[Given records — start]
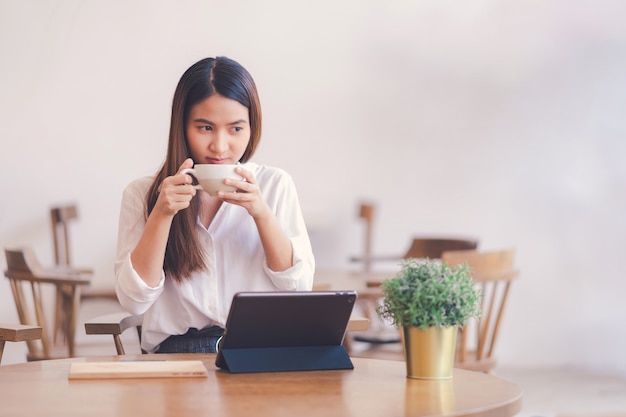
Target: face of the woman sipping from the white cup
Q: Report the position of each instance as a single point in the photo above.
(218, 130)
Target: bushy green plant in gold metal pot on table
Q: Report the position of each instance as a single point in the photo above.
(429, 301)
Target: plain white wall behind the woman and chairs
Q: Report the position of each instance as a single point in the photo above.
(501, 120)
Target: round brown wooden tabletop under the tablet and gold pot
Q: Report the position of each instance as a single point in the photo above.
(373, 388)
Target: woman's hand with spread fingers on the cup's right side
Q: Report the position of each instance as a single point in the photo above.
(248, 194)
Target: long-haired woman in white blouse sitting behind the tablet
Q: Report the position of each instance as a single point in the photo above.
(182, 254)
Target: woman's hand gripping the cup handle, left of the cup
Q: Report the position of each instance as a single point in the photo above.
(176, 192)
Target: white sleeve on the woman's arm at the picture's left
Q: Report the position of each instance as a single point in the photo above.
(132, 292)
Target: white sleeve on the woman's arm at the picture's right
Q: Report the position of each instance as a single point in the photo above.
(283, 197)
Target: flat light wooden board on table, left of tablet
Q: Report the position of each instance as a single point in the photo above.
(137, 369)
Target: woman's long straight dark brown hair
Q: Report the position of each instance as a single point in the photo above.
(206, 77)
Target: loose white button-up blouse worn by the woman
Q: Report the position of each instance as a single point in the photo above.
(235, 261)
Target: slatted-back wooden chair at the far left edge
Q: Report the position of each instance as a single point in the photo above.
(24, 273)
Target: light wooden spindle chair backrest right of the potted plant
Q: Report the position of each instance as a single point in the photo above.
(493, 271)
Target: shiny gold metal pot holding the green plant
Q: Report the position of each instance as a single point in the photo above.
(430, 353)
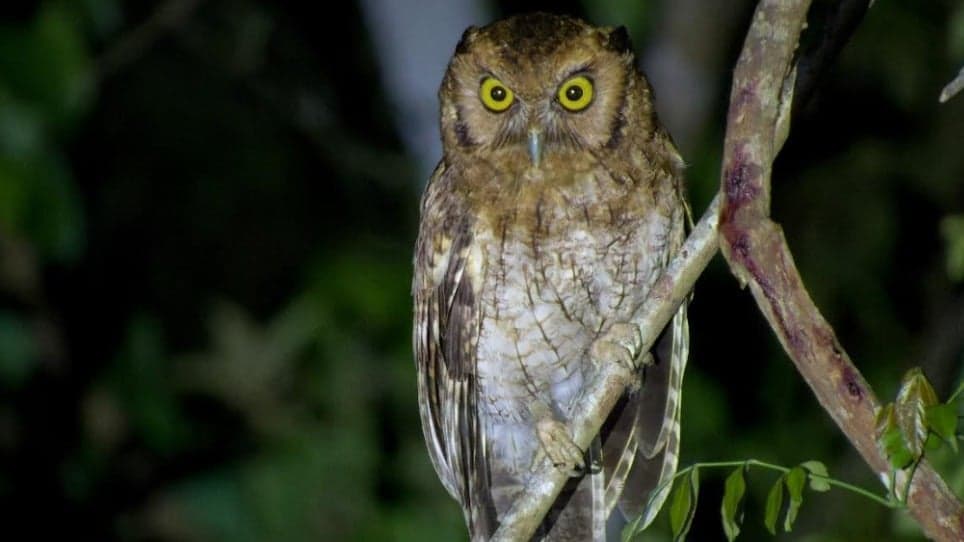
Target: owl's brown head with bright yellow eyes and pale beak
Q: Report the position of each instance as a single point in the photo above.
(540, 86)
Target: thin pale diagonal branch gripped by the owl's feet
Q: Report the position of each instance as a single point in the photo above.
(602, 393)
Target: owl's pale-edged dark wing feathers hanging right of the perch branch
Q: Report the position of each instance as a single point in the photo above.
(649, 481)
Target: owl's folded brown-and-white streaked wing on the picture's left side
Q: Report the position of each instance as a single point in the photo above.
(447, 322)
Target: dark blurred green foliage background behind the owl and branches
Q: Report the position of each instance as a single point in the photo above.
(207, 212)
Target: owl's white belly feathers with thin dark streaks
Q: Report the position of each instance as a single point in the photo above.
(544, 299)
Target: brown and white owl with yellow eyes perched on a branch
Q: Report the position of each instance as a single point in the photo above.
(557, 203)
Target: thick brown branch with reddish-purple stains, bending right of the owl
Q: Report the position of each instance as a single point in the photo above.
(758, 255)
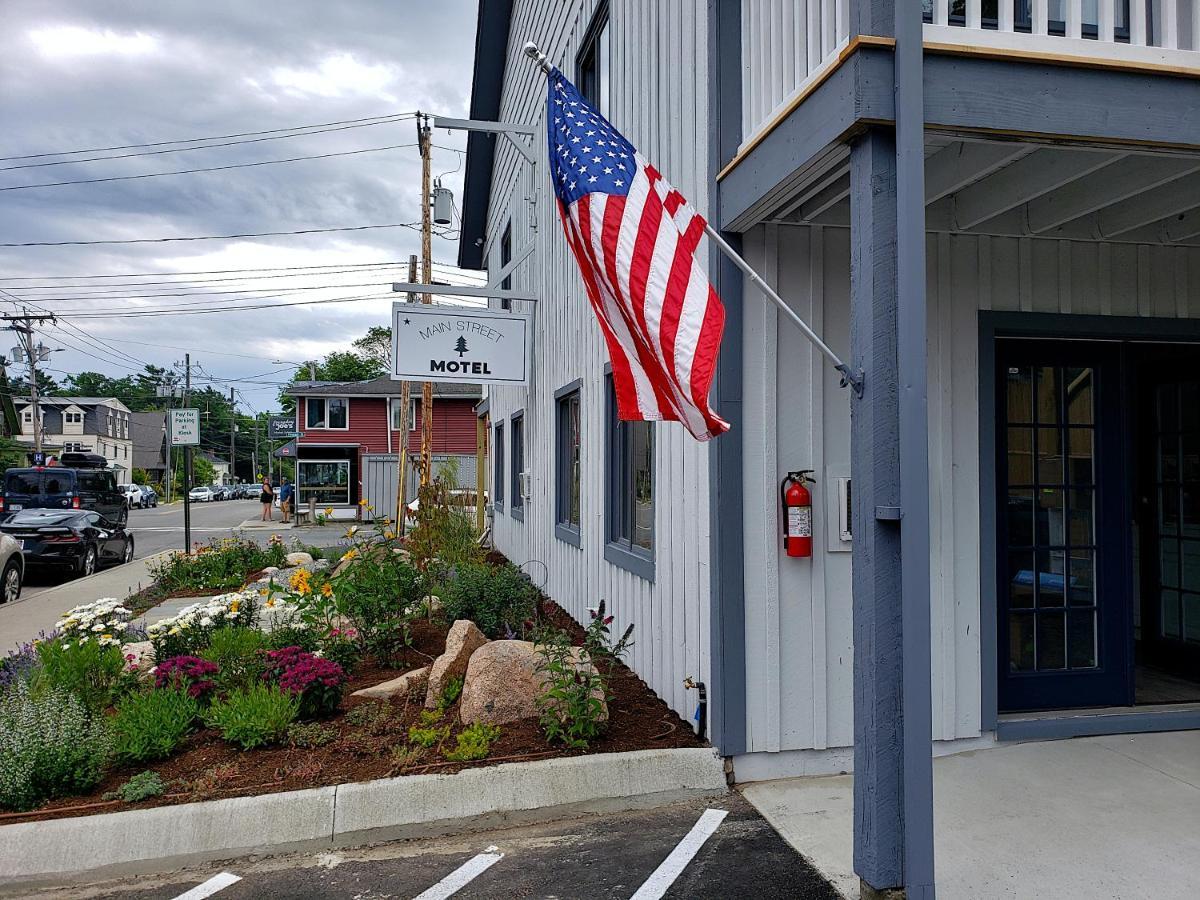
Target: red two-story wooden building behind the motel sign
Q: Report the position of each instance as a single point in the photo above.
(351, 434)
[Given records — finish]
[Given records — start]
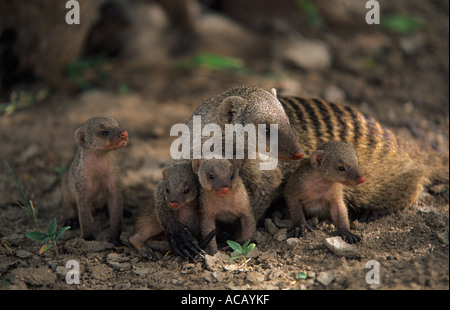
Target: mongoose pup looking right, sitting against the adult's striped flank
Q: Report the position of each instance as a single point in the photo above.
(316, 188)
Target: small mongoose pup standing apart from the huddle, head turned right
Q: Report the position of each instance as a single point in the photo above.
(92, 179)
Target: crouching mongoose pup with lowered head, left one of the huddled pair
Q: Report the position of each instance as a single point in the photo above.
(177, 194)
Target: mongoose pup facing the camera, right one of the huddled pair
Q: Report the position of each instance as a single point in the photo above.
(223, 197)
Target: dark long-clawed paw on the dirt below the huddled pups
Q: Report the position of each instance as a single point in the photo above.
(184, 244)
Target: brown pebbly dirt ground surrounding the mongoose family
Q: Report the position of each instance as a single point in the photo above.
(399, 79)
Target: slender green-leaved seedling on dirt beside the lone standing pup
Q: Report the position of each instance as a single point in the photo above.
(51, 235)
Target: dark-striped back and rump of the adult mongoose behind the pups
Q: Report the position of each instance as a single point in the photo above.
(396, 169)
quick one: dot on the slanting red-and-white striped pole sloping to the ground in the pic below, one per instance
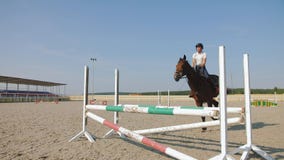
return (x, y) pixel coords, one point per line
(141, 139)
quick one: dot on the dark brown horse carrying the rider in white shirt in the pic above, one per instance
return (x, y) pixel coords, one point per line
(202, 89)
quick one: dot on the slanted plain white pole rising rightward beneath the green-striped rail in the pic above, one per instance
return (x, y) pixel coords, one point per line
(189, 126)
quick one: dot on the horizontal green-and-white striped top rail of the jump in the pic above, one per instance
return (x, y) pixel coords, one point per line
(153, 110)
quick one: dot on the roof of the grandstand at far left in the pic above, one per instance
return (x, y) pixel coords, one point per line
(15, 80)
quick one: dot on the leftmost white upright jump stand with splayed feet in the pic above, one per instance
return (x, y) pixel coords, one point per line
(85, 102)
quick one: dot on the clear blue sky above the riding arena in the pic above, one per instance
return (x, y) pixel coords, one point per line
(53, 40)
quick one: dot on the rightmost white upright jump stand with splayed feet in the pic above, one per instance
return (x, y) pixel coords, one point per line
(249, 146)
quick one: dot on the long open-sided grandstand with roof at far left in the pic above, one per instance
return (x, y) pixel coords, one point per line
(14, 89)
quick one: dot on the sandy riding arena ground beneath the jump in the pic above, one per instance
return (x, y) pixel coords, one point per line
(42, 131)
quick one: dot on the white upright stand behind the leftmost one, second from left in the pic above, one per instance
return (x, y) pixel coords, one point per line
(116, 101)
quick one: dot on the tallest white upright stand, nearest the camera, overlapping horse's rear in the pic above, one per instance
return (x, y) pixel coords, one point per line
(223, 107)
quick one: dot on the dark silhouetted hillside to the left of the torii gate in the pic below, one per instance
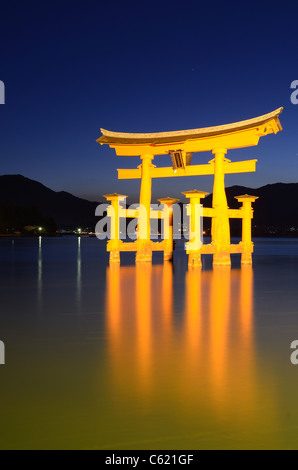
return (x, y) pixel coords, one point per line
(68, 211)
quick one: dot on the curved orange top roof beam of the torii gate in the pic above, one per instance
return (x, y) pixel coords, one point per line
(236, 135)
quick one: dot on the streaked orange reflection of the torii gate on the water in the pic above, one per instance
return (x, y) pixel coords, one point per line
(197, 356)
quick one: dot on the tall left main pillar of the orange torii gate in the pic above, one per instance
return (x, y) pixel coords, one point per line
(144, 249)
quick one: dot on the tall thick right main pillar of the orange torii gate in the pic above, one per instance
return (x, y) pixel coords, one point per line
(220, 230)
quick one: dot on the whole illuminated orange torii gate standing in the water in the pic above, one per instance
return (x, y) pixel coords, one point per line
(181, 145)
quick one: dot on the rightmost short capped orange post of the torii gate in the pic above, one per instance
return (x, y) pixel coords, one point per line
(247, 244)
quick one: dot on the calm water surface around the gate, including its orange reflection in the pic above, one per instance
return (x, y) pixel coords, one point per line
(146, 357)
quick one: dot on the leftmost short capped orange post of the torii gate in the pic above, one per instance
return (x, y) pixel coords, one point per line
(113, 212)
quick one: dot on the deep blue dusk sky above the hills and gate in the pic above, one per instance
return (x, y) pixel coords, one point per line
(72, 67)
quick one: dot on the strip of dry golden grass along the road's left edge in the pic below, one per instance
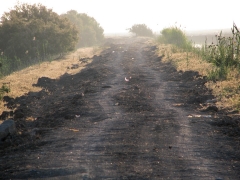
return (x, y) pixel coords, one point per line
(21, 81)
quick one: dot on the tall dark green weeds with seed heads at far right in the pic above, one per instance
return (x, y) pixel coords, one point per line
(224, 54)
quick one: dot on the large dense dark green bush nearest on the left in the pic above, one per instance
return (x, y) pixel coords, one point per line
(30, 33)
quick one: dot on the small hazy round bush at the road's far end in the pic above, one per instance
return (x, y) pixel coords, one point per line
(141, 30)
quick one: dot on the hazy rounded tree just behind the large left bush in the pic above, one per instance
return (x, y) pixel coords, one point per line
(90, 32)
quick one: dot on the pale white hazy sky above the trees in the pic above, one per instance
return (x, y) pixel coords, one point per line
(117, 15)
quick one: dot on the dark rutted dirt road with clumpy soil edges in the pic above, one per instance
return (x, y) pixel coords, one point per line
[Given records — finish]
[Given records — start]
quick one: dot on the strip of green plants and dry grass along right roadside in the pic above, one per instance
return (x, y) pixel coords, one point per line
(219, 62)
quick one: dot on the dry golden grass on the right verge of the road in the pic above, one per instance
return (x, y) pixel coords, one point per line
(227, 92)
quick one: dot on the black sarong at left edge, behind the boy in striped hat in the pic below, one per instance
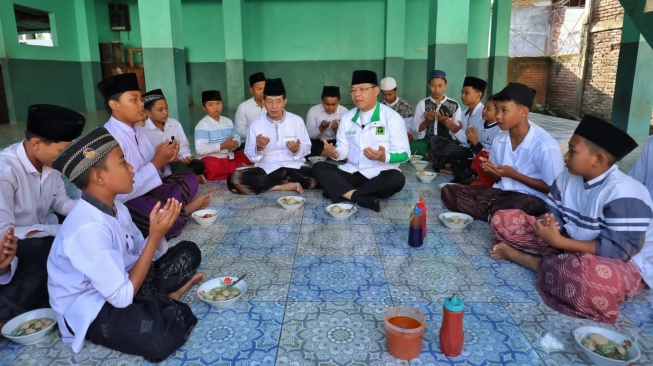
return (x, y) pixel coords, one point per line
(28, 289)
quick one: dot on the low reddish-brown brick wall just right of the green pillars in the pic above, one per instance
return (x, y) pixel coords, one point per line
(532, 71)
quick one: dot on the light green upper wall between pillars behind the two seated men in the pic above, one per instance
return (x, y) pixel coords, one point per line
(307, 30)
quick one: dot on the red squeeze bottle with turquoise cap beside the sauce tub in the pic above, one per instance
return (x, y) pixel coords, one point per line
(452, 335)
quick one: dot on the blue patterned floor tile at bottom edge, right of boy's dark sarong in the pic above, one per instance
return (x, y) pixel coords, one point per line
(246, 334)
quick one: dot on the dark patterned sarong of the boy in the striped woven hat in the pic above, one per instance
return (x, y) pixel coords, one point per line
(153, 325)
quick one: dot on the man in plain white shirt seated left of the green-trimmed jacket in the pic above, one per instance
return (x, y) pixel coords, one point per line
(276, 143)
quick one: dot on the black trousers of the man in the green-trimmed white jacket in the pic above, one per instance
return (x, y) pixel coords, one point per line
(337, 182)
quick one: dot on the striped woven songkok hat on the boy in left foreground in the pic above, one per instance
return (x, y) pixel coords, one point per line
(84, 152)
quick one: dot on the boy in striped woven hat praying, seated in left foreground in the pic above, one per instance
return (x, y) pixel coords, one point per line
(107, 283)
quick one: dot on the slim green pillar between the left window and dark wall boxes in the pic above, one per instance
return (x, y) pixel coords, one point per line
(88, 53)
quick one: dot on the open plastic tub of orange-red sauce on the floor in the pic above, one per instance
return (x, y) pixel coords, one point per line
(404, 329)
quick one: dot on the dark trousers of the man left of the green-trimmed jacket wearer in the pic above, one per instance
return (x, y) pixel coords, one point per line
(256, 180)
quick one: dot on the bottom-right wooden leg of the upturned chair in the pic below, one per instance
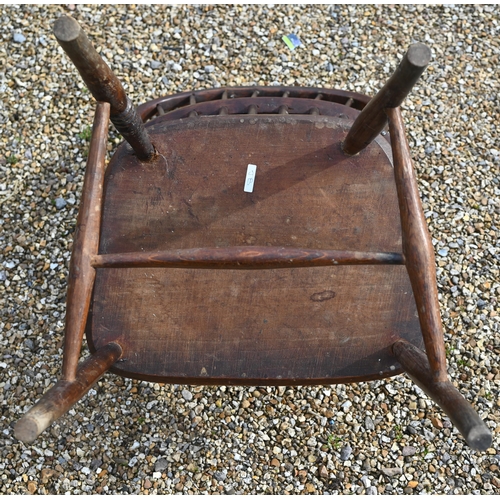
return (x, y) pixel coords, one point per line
[Given records — finish]
Working through the records above, copy each line in which "sitting" is found.

Target: long-haired woman in white blouse sitting behind the tablet
Target: mongoose pup looking right, sitting against the adult's striped flank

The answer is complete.